__Objective__.
Could you pull out every line of the material below that contains the word "Expected" and copy each one in full?

__Material supplied__.
+--
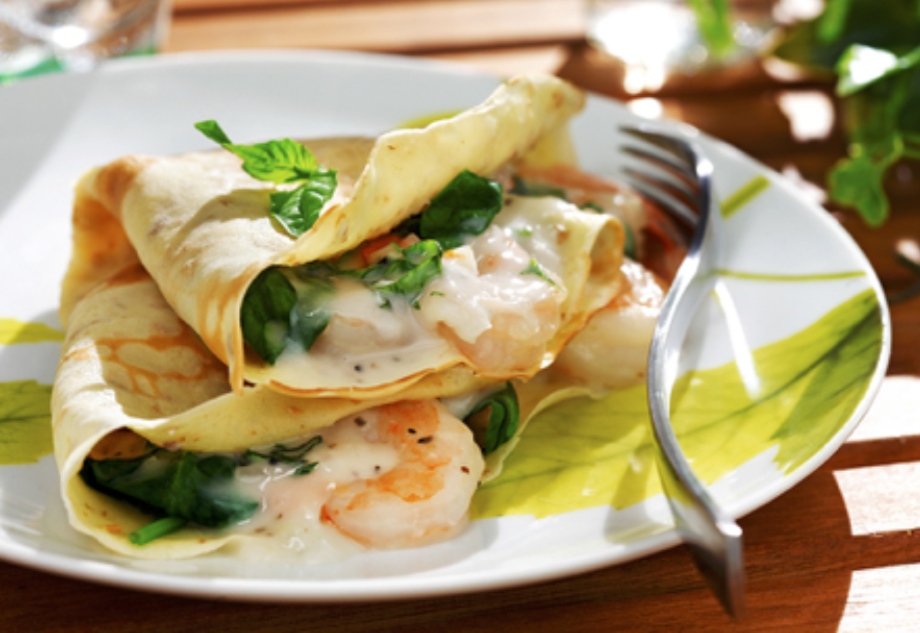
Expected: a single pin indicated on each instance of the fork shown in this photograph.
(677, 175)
+--
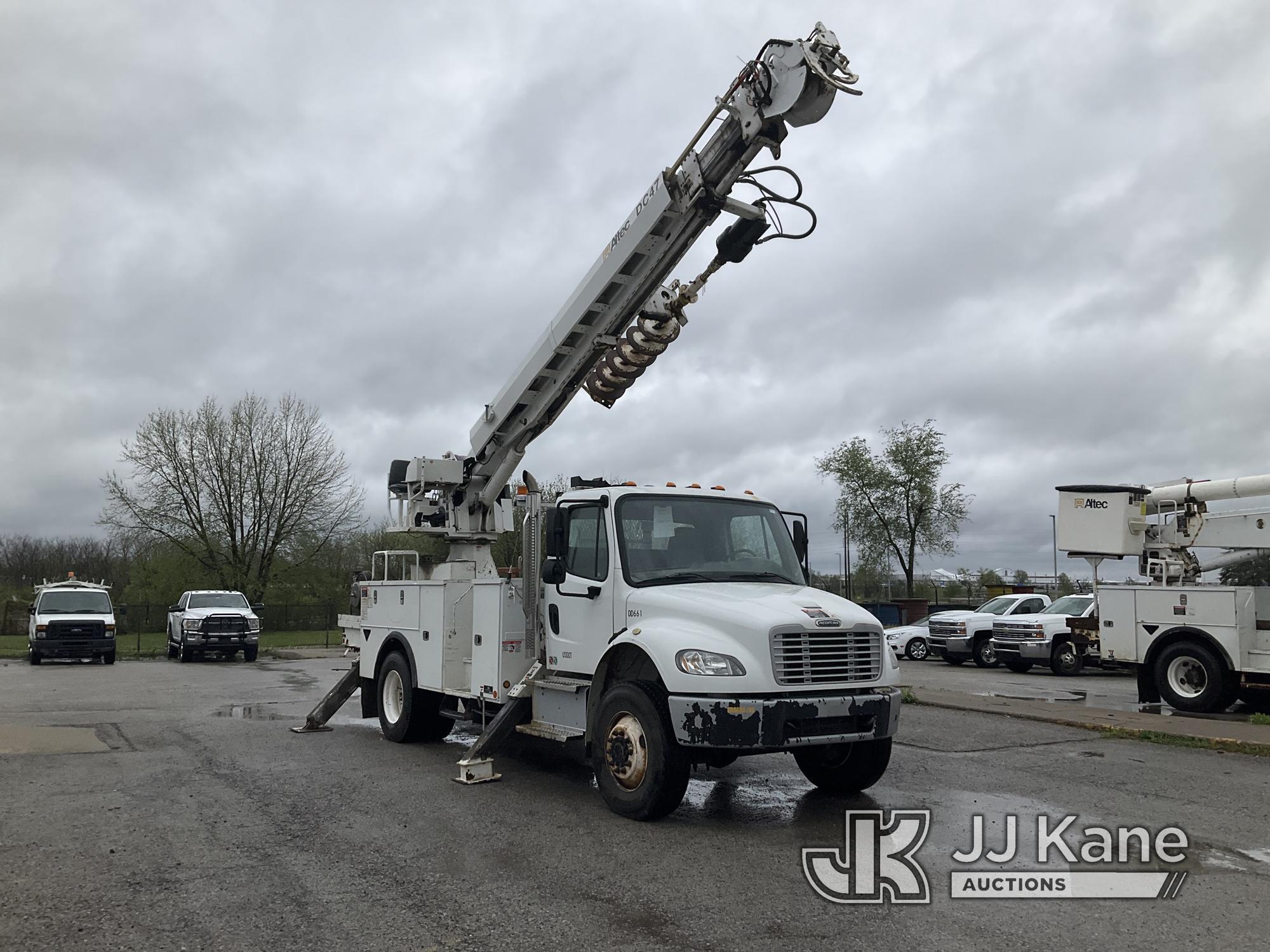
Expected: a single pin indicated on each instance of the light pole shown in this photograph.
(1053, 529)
+--
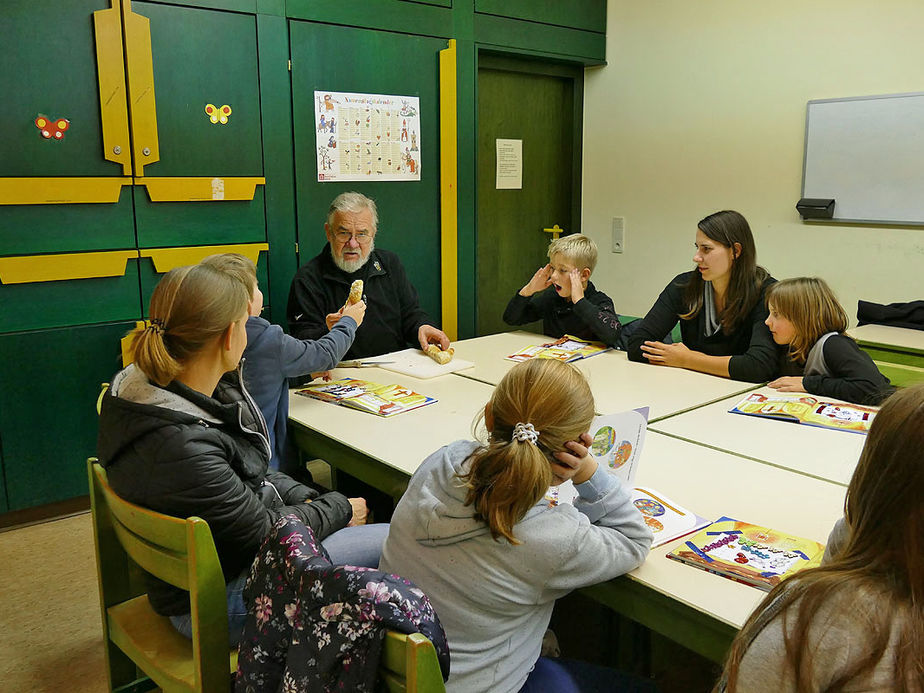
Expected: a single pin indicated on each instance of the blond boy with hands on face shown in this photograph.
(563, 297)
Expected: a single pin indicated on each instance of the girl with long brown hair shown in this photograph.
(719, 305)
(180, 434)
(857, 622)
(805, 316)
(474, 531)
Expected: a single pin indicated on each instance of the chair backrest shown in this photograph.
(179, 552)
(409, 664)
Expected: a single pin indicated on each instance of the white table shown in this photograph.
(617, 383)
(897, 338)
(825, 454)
+--
__Answer__.
Expected: a single pin indicated on each instance of the fork shown in this photograph.
Expected: a single pin indicated on each instance of the light pole shown in this photograph.
Expected: a single pin indicated on each instance of the blond boy with hands on face shown in this photograph.
Expected: a single pin indicated on each instance of the girl with long brown hair shown in this photograph.
Expected: a single pin indicated on each instance of the chair backrest shown in this photograph.
Expected: a single pin indicated on each instance of the white table shown in this photograph.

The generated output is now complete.